[jira] [Commented] (STATISTICS-85) Quantile implementation

Alex Herbert (Jira) Wed, 12 Jun 2024 03:12:05 -0700


    [ 
https://issues.apache.org/jira/browse/STATISTICS-85?page=com.atlassian.jira.plugin.system.issuetabpanels:comment-tabpanel&focusedCommentId=17854364#comment-17854364
 ]


Alex Herbert commented on STATISTICS-85:
----------------------------------------

h2. Median

Note for the median that an odd length input array requires finding one index 
(k = n/2); an even length input requires finding indices (k-1, k). Data were 
created using a given length and extended with an additional range of 1 (e.g. 
n=[1000, 1001]). For the BM data all distributions at n and n+1 are created. 
For random data the length is randomly selected from the range. This creates a 
50:50 mixture of odd and even length data. The data samples are randomly 
shuffled per iteration to reduce branch prediction effects. 

Tested on the BM distribution.
||n||CM3||CM4||JDK||Statistics||
|1000|3568053.381|4778367.635|7302762.526|2295992.742|
|Relative|0.489|0.654|1.0|0.314|
|100000|6242554116|6350143191|1375191908|314671031.5|
|Relative|4.539|4.618|1.0|0.229|

The CM implementation handles the small data. For larger data it is 
significantly worse than a full sort. The Statistics implementation is robust 
to the BM data distributions and 3-4x faster than a sort.

Tested using random data.
||n||CM3||CM4||JDK||Statistics||Relative to JDK||Relative to CM3||
|100|4.289E+04|4.277E+04|1.277E+05|3.424E+04|0.27|0.80|
|1000|1.007E+06|9.976E+05|2.900E+06|6.872E+05|0.24|0.68|
|10000|1.020E+07|1.001E+07|3.944E+07|7.215E+06|0.18|0.71|
|100000|9.613E+07|9.483E+07|5.040E+08|6.346E+07|0.13|0.66|

!MedianRandomData.png|width=1000,height=800!

On random data the CM implementation is faster than sorting. The statistics 
implementation is consistently faster than CM and the relative difference 
increases with length.

 

> Quantile implementation
> -----------------------
>
>                 Key: STATISTICS-85
>                 URL: https://issues.apache.org/jira/browse/STATISTICS-85
>             Project: Commons Statistics
>          Issue Type: New Feature
>          Components: descriptive
>            Reporter: Alex Herbert
>            Priority: Major
>         Attachments: 100QuantilesRandomDataLength10000.png, 
> MedianRandomData.png
>
>
> Add a quantile implementation. This will interpolate the value of a sorted 
> array of data for probability p in [0, 1].
> Replace the legacy API from Commons Math Percentile with an updated API. The 
> new API should:
>  * Decouple estimation of quantile positions inside data of length n; and the 
> selection of correctly-ordered indices in array data.
>  * Support multiple data types.
>  * Support pre-sorted data.
>  * Avoid performance issues observed in the CM Percentile implementation.

★ ★ ★

**Directive A:** In the median benchmark comment, why are the data samples randomly shuffled per iteration?
**Directive B:** Copy out the median benchmark comment word for word, from "For random data" to "than a sort.".

**Data section:**
★ ★ ★

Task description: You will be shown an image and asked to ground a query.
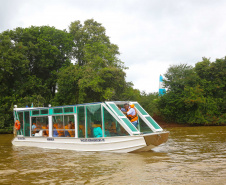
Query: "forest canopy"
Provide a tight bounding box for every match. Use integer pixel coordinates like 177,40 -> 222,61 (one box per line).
0,19 -> 226,132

★ ★ ★

**Solution A:** To reduce branch prediction effects.

**Solution B:**
For random data the length is randomly selected from the range. This creates a 
50:50 mixture of odd and even length data. The data samples are randomly 
shuffled per iteration to reduce branch prediction effects. 

Tested on the BM distribution.
||n||CM3||CM4||JDK||Statistics||
|1000|3568053.381|4778367.635|7302762.526|2295992.742|
|Relative|0.489|0.654|1.0|0.314|
|100000|6242554116|6350143191|1375191908|314671031.5|
|Relative|4.539|4.618|1.0|0.229|

The CM implementation handles the small data. For larger data it is 
significantly worse than a full sort. The Statistics implementation is robust 
to the BM data distributions and 3-4x faster than a sort.